Dataset rows:
○ ○ ○ ○ ○

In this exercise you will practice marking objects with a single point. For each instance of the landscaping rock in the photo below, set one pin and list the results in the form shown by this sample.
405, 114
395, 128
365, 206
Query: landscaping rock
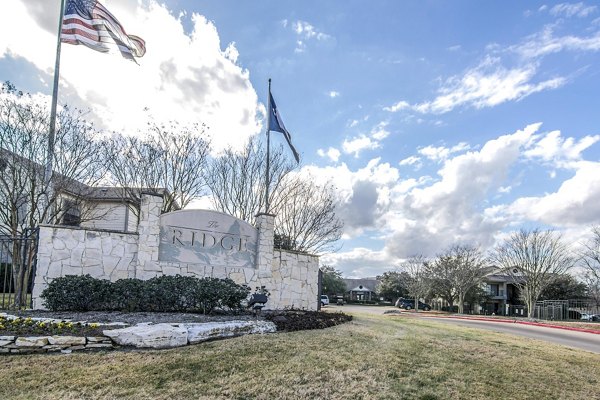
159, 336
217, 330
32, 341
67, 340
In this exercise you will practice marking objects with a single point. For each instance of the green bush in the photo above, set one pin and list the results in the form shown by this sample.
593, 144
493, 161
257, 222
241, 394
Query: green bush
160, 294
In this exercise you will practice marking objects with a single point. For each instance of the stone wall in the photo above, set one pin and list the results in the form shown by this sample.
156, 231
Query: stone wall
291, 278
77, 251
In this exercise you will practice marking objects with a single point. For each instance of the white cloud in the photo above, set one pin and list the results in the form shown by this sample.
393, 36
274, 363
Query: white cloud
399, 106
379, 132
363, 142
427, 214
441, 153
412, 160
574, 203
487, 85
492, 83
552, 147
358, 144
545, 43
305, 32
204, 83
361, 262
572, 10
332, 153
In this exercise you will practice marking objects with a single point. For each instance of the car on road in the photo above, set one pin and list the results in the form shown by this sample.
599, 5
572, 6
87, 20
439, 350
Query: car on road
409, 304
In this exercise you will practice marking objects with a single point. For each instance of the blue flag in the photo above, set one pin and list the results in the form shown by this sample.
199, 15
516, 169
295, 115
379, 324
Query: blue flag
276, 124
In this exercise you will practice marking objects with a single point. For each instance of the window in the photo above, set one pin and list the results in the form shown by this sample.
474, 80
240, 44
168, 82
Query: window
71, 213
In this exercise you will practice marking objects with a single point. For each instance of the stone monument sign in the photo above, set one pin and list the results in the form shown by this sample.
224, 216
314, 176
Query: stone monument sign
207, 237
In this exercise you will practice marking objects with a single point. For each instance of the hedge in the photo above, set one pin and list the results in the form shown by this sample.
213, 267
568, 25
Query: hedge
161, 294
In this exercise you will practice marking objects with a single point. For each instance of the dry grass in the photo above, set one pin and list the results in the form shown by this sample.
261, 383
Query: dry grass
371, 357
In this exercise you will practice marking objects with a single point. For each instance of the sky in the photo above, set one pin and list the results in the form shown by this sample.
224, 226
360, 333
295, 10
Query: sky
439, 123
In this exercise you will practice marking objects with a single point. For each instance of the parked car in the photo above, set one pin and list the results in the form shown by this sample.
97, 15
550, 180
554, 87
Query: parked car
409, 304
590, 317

○ ○ ○ ○ ○

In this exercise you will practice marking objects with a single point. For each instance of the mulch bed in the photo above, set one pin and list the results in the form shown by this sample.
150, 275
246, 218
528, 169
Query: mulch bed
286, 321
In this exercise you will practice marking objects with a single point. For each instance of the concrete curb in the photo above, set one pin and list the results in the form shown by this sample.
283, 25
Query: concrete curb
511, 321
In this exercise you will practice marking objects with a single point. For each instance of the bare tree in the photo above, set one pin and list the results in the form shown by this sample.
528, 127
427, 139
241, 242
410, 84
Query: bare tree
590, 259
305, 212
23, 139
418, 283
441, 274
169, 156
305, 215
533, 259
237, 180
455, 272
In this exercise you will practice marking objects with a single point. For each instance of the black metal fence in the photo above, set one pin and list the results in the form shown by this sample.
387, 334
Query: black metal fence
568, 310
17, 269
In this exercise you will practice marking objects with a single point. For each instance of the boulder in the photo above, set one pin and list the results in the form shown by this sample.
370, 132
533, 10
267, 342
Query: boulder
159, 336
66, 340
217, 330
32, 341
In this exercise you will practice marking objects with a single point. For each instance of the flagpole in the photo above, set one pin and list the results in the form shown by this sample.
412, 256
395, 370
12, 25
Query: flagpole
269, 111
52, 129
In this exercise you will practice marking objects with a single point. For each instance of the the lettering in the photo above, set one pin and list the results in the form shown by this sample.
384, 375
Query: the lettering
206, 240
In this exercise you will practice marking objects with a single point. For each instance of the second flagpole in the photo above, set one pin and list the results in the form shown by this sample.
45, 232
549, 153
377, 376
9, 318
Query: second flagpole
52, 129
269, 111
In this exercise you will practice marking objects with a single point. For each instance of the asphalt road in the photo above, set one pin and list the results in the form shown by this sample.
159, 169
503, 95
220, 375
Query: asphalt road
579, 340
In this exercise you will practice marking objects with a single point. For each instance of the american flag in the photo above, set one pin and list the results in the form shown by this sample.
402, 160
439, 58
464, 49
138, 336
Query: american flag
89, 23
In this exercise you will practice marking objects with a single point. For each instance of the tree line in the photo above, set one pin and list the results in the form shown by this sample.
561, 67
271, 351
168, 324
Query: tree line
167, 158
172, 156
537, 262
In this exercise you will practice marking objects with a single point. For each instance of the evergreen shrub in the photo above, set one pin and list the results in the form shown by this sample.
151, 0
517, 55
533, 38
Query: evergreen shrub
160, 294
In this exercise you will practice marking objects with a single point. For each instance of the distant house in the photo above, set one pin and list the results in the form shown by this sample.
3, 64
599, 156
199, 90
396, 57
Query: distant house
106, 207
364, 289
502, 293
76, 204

○ ○ ○ ○ ○

Goal of the exercise:
Which lines in the entries above contain the word "distant"? Pick out each one and copy it in full.

Reply:
In this exercise you will practice marking objects with a single point. For each instance of the distant house in the photo above, set one pin and list the results in the form shown by this sample.
Query: distant house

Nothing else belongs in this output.